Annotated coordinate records
****************************************

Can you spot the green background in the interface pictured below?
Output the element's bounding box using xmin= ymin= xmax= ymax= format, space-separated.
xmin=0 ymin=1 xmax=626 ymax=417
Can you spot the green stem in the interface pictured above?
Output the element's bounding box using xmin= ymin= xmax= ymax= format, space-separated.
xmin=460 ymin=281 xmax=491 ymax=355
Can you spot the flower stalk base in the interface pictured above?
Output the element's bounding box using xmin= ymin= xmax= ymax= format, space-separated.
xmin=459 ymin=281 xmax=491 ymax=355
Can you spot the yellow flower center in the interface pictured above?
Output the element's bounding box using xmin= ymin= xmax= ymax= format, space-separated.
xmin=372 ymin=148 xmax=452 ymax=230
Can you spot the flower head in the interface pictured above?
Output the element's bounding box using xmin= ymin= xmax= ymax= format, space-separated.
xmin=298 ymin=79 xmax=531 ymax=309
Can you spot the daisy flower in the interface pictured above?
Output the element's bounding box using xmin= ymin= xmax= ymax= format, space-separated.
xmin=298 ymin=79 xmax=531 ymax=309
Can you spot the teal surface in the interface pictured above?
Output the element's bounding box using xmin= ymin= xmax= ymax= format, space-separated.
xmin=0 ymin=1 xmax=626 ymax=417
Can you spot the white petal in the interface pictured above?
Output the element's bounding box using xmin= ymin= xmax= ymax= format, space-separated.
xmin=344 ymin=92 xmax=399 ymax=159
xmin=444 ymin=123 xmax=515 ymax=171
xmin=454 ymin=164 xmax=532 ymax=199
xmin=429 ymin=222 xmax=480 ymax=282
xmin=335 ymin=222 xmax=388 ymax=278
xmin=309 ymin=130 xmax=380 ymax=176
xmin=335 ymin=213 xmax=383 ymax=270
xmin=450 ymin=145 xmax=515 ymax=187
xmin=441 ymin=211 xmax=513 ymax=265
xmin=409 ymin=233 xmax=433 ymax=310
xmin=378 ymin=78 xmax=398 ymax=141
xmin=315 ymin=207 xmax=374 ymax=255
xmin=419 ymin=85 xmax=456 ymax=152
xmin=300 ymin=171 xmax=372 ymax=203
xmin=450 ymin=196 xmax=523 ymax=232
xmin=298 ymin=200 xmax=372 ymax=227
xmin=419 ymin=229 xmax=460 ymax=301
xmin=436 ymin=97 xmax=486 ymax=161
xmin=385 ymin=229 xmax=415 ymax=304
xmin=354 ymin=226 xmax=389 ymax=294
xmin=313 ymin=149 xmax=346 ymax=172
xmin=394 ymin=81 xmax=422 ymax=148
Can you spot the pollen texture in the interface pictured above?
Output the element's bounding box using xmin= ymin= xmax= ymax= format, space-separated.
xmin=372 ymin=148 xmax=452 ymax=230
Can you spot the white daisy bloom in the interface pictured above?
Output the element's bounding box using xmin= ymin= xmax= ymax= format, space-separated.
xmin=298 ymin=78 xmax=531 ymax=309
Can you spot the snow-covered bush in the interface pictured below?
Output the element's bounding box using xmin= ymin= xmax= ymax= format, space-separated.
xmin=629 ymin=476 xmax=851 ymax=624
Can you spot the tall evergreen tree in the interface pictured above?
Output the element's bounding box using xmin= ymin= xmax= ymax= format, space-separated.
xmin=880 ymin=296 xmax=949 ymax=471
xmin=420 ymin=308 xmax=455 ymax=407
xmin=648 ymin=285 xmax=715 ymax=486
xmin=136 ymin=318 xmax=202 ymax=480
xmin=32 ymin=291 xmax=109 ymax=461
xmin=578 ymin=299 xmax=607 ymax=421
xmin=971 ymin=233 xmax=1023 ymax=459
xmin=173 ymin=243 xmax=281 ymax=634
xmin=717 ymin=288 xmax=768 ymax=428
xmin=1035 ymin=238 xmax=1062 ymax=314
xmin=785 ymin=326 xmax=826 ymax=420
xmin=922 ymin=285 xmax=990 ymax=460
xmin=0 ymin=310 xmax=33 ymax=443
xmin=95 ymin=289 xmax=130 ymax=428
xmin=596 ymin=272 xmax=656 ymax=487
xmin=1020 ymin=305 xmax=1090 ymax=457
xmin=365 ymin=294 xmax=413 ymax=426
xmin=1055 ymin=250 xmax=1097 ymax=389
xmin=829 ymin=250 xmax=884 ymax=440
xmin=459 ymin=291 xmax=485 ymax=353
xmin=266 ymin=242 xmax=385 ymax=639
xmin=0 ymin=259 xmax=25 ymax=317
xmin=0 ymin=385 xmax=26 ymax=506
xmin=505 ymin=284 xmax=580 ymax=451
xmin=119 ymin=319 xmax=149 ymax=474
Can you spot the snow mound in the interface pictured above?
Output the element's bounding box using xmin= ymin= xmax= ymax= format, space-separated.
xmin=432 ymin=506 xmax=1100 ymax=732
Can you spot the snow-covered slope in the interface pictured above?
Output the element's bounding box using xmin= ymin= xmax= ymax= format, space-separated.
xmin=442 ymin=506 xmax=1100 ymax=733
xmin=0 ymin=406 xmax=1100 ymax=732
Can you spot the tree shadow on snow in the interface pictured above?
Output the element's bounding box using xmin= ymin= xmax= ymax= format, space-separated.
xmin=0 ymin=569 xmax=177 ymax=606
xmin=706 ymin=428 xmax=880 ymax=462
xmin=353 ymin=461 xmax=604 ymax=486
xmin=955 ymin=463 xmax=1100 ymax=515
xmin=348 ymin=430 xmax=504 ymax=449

****************************************

Can you express the lines from the one containing "Can you spot the flower stalk" up to and including the one containing "xmin=459 ymin=281 xmax=491 ymax=355" as a Markdown table with the columns No. and Line, numbering each row and omitting any blank lines?

| No. | Line |
|---|---|
| 1 | Can you spot the flower stalk base in the interface pictured above? |
| 2 | Output the element's bounding box using xmin= ymin= xmax= ymax= format, space-separated. |
| 3 | xmin=459 ymin=281 xmax=491 ymax=355 |